When you find the word "white" in a line of the entries, please copy the whole line.

Available data below:

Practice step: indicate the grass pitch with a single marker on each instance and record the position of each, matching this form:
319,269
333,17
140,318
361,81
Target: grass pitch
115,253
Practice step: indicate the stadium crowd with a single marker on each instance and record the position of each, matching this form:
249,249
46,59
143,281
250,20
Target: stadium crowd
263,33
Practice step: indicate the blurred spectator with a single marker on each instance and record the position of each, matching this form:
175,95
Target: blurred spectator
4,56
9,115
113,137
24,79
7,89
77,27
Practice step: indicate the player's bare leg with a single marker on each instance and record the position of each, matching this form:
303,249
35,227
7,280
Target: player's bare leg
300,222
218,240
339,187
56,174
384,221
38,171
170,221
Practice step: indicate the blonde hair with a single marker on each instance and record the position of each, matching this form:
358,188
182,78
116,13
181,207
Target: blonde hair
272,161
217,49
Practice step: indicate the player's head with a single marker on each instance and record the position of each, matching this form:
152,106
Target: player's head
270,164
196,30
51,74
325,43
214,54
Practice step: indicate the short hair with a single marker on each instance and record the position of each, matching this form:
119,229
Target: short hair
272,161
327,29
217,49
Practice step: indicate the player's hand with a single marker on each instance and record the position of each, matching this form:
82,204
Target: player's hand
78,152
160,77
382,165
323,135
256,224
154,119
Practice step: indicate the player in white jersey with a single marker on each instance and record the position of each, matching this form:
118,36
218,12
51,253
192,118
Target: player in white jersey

End of Available data.
Available data below:

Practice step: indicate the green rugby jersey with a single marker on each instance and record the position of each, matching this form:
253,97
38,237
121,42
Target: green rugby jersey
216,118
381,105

End of Available data.
Available data below:

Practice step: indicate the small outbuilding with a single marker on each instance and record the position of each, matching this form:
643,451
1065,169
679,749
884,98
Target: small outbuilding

End of Available data.

• **Solution for this exercise**:
Practice step: indicate the player in white jersey with a single marker on each instance and record the position of each, matching this form:
Target: player in white jersey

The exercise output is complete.